:: Source text ::

• How to “roll down”
    • Assume we are at weights $w(t)$ and we take a step of size $n$ in the direction of $\vec{v}$
      • $w(t+1) = w(t) + n\vec{v}$
        • $\vec v$ is the direction of the descent
        • $n$ is the step size
    • How to determine which is the best direction to take the step?
    • Goal is to go opposite direction of gradient
      • gradient points in the direction of largest increase
  • The Gradient is the Fastest Way to “roll down”
    • Note $\Delta E$ is always positive
      • called the “learning rate”
    • We want $\vec v$ that maximizes $\Delta E = E(w(t)) - E(w(t+1))$
      • $\Delta E = E(w(t)) - E(w(t+1)) = E(w(t)) - E(w(t) + \eta \vec v$
      • $= E(w(t)) - (E(w(t)) + \eta \nabla E(w(t))^T\vec v + O(\eta ^2))$
        • $O(n^2)$ is the error/noise
        • This term is gotten by taking the Taylor series expansion of $E(w(t) + \eta \vec v)$
      • $= -\eta\nabla E(w(t))^T \vec v - O(\eta ^2) \approx - \eta \nabla E(w(t))^T \vec v$
        • Derived by cancelling the $E(w(t))$’s
      • When $\vec v$ is a unit directional vector $||\vec v || = 1$ we have
        • $\vec v$ should be in the opposite direction of the gradient vector, therefore when mulltiplied to the vector transpose, $\Delta E$ is maximized
        • $\Delta E \approx -n\nabla E(w(t))^T \vec v \leq n ||\nabla E(w(t))||_2$
  • Iterating with Negative Gradient
    • Update with negative gradient through each step
    • $w(0) \rightarrow w(1) \rightarrow w(2) \rightarrow \ldots$
    • Choosing step size
      • if $\eta$ is too small, you will not be able to reach valley within a finite number of steps
      • if $\eta$ is too large, you will overstep and not be accurate
      • One method is to make your $\eta$ large at the beginning and as you step more, your step size can decrease to become more precise
  • Learning by Gradient Descent
    • The gradient descent algorithm can be applied to minimize any smooth function
      • However, only applies to smooth function
      • If the algorithm steps into a break, the gradient will become zero, and will not be able to step
    • Gradient descent vs stochastic gradient descent
      • Typically gradient descent takes gradient over entire dataset, however if the dataset is too large you may use stochastic gradient descent
      • Stochastic gradient descent adjusts the error function along a single line or a subset of the dataset, allowing for a faster time to convergence
        • Issue is that this may lead to a larger error

:: Stated problem A ::
In the entries below, rewrite everything from the start down to the line containing "219;212;374;238". Replace "integer pixel coordinates" with "whole-number pixel coordinates" and leave everything else unchanged.

:: Raw data ::
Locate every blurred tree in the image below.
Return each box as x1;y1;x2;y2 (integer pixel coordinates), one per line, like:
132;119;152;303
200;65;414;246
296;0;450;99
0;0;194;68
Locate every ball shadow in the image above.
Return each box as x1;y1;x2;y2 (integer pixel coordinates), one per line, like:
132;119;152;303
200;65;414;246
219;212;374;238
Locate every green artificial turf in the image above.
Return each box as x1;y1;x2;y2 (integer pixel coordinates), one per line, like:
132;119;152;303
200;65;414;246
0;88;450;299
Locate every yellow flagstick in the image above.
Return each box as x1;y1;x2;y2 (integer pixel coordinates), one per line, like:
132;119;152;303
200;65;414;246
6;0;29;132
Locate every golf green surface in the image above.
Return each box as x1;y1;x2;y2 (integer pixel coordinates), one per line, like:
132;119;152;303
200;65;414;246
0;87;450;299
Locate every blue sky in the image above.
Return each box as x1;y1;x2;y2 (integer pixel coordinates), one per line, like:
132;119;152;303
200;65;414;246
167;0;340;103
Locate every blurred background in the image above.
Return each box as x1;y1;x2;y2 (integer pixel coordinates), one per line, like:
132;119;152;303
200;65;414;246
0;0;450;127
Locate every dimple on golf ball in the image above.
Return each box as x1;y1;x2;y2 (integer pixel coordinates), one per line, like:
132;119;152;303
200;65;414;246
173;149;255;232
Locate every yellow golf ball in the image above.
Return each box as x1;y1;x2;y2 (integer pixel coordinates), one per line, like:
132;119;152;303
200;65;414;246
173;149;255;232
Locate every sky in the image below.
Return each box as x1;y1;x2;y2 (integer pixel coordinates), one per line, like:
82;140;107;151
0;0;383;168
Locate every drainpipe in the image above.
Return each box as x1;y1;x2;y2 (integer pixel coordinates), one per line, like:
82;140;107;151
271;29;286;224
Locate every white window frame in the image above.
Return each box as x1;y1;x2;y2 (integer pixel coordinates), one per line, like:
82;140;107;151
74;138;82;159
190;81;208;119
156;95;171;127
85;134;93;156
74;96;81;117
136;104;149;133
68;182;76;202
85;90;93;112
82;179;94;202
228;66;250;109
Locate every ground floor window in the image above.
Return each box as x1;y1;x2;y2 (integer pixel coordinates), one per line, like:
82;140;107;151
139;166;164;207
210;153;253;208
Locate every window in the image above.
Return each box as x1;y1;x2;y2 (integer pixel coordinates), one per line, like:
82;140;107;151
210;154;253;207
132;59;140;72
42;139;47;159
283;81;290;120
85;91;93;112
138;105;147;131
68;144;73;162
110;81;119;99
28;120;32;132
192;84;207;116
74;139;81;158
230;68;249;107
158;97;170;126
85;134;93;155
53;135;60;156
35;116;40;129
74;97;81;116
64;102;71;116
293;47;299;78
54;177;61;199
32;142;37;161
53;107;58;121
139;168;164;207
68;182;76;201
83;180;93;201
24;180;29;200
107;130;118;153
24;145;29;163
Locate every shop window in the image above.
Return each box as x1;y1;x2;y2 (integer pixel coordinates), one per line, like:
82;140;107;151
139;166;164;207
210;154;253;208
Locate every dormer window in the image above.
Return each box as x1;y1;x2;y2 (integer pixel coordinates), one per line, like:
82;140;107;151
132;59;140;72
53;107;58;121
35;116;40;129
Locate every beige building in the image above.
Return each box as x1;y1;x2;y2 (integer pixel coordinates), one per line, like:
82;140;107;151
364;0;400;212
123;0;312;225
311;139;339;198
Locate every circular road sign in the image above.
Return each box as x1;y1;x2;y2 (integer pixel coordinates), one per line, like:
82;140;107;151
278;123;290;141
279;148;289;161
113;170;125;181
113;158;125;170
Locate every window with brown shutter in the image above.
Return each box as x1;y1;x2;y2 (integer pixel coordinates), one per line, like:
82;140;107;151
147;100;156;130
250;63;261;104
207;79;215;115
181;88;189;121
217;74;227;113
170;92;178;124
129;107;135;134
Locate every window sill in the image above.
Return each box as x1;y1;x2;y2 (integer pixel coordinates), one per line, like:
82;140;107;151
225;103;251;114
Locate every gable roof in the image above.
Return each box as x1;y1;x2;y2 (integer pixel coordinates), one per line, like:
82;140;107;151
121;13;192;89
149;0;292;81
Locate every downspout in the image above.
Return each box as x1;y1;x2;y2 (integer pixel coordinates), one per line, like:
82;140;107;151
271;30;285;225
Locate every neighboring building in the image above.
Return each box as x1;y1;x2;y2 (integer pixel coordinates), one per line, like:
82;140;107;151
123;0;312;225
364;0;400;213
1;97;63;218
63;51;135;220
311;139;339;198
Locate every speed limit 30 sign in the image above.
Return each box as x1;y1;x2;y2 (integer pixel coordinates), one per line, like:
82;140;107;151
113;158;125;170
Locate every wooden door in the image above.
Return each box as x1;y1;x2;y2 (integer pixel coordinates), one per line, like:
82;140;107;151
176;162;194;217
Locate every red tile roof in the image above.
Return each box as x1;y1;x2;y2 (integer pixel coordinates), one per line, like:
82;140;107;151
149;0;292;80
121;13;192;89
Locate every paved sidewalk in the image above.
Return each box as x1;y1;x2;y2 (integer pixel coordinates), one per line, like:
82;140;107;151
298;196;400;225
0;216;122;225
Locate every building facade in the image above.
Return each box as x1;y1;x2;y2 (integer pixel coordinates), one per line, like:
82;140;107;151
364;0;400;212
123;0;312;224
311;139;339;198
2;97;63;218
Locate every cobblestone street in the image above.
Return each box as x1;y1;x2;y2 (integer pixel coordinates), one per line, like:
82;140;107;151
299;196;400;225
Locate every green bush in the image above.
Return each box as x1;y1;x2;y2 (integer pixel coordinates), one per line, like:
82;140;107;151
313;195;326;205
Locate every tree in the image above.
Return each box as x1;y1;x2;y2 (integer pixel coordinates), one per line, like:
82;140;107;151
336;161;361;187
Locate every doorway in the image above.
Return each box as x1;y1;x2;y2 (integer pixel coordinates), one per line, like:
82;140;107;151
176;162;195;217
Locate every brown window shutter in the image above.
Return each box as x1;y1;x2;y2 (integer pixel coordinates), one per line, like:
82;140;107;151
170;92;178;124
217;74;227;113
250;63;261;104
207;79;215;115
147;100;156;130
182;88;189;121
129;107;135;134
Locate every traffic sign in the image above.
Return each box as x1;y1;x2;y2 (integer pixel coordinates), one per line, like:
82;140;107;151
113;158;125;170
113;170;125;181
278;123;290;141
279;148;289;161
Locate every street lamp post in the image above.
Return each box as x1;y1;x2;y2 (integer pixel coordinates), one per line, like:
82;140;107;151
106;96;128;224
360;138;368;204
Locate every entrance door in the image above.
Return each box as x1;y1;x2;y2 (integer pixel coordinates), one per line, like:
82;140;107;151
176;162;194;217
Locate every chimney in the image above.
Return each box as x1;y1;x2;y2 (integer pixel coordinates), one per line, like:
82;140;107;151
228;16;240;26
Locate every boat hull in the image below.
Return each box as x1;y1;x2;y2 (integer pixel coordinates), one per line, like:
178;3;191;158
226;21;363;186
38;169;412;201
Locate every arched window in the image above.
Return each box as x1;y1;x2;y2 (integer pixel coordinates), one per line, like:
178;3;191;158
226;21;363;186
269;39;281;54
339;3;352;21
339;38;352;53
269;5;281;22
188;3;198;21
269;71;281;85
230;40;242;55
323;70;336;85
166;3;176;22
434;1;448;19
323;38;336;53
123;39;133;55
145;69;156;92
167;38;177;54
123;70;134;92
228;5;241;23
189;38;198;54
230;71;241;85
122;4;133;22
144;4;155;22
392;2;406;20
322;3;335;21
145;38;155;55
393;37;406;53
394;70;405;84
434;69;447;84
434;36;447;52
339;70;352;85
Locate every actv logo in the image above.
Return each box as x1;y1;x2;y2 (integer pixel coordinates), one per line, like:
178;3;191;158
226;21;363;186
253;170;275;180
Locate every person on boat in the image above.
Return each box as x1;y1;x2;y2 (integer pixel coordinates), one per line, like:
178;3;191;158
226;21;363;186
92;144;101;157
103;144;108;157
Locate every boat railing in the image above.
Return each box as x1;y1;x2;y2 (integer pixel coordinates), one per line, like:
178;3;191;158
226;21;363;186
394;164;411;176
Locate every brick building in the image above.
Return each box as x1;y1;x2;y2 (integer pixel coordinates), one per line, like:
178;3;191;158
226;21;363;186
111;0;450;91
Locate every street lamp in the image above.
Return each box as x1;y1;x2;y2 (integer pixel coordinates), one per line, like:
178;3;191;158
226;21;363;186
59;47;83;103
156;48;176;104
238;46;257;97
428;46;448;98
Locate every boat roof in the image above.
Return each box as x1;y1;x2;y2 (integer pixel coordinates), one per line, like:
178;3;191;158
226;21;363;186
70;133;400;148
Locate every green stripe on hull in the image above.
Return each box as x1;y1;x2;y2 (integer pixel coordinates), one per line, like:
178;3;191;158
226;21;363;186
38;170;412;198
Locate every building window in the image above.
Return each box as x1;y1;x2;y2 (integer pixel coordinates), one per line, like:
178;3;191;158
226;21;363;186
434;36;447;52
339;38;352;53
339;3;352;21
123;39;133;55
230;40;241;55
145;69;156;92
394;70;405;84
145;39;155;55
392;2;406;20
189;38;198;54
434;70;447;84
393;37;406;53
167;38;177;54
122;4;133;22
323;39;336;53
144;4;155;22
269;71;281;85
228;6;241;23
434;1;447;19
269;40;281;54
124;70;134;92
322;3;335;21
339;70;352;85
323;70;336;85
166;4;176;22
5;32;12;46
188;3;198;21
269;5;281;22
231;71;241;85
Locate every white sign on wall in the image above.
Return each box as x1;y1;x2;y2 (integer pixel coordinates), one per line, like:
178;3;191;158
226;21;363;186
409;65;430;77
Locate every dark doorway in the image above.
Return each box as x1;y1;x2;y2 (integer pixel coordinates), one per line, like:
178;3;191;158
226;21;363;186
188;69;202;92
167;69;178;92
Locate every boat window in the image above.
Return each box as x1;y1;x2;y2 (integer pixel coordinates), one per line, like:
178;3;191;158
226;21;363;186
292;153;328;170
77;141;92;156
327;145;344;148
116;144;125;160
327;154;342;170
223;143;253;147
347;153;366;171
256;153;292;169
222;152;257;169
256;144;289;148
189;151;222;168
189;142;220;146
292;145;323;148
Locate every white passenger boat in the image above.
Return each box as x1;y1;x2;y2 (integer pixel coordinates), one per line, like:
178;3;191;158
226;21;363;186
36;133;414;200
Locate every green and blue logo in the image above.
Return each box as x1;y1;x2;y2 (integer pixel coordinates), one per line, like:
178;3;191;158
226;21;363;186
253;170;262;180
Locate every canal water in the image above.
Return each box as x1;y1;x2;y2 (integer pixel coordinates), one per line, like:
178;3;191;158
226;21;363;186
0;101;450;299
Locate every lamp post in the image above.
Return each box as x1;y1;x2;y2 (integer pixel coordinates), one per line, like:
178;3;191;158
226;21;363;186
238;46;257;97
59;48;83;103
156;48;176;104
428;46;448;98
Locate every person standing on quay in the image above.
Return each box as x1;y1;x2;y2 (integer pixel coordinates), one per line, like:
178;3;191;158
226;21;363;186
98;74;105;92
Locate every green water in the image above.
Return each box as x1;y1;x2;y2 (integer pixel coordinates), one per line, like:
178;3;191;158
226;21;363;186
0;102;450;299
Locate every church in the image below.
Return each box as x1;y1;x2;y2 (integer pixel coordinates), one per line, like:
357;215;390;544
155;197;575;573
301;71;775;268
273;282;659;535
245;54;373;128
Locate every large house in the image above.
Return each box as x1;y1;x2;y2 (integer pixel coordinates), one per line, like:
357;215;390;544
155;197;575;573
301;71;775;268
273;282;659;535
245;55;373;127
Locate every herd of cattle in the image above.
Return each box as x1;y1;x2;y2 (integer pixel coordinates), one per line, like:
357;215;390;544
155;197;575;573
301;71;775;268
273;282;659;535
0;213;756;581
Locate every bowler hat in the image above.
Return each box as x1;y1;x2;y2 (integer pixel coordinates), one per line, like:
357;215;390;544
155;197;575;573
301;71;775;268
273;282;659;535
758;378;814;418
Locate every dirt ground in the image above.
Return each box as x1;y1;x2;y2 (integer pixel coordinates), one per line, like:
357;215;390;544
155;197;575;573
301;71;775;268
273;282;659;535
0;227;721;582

:: Stated problem B ::
In the gradient descent notes, condense the section that begins "Gradient descent vs stochastic gradient descent" into a short paragraph that keeps its main facts.

:: Final answer A ::
Locate every blurred tree in the image below.
Return each box as x1;y1;x2;y2 (whole-number pixel coordinates), one per line, like:
132;119;152;303
200;65;414;246
296;0;450;99
0;0;194;68
Locate every ball shadow in the image above.
Return each box as x1;y1;x2;y2 (whole-number pixel coordinates), one per line, like:
132;119;152;303
200;65;414;246
219;212;374;238

:: Final answer B ::
Gradient descent usually takes the gradient over the entire dataset. If the dataset is too large, stochastic gradient descent can be used instead. It adjusts the error function along a single line or a subset of the dataset, which gives faster convergence but may lead to a larger error.